## Extract to read
------------------------

Moreover, by slightly reducing the surface of the internal
cross-section of the tower at this level, the central core of the
turbine or propeller train (in the axis of the "eye" of the
artificial cyclone) can reinforce the Venturi effect shortly before
the contact between the air column and the turbine or propeller
train, without disrupting the rotation of the column.
[0084] An alternative shown in FIG. 5 consists flaring the highest
portion of the tower in the line of the turbine or propeller train
18, of which the diameter increases from lowest to highest. The
increase in the diameter then ensures the evacuation of a constant
air volume in spite of the disruption of the air column by the
turbines, and increases the efficiency of the assembly.
[0085] Another alternative, capable of being combined with one of
the previous ones, consists of preceding the turbine or propeller
train with one or more compressor stages, driven or supplied with
energy by the turbines or propellers, and discharge valves 30.
These devices are controlled by sensors (registering speeds of the
airflow and the rotation of the turbines or propellers) and with a
computer program.
[0086] Finally, the upper outlet of the tower can usefully be
covered by a shroud 16 intended both to prevent the appearance of
turbulence at the outlet of the turbine or propeller train and to
minimise any sound disturbances. This shroud can have a
frusto-conical or a progressive shape.

------------------------

(Entries from an annotation dataset)
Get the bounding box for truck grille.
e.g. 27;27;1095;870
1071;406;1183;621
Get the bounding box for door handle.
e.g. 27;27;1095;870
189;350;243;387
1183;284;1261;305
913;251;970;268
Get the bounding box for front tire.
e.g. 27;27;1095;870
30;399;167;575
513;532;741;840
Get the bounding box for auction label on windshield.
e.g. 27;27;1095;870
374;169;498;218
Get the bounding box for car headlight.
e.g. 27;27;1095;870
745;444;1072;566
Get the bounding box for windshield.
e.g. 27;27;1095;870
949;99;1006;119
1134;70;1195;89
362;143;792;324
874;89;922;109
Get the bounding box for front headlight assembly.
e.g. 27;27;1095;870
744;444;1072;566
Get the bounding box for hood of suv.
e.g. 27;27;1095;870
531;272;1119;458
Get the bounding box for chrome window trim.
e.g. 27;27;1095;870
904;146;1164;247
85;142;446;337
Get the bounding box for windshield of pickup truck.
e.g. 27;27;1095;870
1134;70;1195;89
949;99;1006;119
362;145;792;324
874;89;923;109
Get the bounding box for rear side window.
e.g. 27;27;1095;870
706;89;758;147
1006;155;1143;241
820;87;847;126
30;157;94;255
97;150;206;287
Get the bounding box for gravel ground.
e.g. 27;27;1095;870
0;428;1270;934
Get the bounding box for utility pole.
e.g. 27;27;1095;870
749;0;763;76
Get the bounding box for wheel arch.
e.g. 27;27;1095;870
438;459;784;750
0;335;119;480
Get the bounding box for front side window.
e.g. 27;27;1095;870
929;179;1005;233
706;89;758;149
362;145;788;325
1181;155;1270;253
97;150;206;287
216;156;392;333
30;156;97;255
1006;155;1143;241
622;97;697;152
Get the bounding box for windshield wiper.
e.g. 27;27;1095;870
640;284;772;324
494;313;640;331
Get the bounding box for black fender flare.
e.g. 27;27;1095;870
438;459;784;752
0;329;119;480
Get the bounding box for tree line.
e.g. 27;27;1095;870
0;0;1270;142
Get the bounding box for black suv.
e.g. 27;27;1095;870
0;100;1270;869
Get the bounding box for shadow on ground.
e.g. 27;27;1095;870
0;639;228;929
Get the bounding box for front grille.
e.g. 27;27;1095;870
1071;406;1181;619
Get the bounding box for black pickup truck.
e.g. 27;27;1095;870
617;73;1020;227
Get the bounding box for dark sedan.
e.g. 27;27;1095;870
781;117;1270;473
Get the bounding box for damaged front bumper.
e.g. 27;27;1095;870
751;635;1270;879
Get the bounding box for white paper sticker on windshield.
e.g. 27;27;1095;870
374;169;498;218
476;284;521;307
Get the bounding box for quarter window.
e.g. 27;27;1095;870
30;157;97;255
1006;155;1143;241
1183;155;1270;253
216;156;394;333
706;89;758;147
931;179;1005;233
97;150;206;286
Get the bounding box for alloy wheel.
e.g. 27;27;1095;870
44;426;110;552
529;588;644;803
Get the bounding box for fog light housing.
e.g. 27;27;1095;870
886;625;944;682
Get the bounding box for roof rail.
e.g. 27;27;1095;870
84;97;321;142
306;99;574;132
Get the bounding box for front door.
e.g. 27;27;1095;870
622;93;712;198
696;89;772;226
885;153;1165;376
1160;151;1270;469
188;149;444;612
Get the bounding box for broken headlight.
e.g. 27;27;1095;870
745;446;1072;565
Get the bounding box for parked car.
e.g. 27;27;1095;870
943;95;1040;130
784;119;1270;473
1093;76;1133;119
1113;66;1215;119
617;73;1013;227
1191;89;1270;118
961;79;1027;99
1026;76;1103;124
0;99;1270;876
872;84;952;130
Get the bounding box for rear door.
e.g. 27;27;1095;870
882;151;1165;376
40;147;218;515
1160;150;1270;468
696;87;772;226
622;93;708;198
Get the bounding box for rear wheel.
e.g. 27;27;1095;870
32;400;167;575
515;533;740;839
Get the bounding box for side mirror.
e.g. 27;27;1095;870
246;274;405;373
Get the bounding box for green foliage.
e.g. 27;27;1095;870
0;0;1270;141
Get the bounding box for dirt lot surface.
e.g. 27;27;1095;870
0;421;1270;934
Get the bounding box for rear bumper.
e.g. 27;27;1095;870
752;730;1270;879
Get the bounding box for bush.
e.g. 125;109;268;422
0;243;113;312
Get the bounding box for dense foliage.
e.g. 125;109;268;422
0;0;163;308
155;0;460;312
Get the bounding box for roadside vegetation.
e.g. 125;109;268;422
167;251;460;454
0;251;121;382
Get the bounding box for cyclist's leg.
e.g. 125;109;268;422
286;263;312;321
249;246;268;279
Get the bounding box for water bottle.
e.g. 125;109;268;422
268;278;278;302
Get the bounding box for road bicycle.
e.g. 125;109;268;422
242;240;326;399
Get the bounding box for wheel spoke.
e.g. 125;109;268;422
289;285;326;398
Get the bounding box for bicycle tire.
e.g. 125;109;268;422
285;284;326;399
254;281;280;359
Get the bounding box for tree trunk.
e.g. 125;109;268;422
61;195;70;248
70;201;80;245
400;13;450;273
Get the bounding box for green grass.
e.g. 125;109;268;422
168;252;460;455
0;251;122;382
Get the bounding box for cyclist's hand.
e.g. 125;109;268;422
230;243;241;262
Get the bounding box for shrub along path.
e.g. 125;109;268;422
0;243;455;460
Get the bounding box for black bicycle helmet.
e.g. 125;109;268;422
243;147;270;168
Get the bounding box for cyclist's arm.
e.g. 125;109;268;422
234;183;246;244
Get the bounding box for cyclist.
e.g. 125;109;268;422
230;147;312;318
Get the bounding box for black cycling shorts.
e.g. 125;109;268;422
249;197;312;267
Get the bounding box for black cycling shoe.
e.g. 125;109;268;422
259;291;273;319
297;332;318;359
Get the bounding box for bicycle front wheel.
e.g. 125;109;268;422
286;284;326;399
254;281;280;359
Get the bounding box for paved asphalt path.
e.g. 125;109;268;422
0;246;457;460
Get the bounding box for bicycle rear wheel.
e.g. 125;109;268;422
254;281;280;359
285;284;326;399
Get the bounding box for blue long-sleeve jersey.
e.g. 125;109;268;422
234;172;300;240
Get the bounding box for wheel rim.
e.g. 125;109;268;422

------------------------

## What you have to do
In the tower passage, copy verbatim the wording from "Moreover, by slightly" up to and including "of the column.".

## Task response
Moreover, by slightly reducing the surface of the internal
cross-section of the tower at this level, the central core of the
turbine or propeller train (in the axis of the "eye" of the
artificial cyclone) can reinforce the Venturi effect shortly before
the contact between the air column and the turbine or propeller
train, without disrupting the rotation of the column.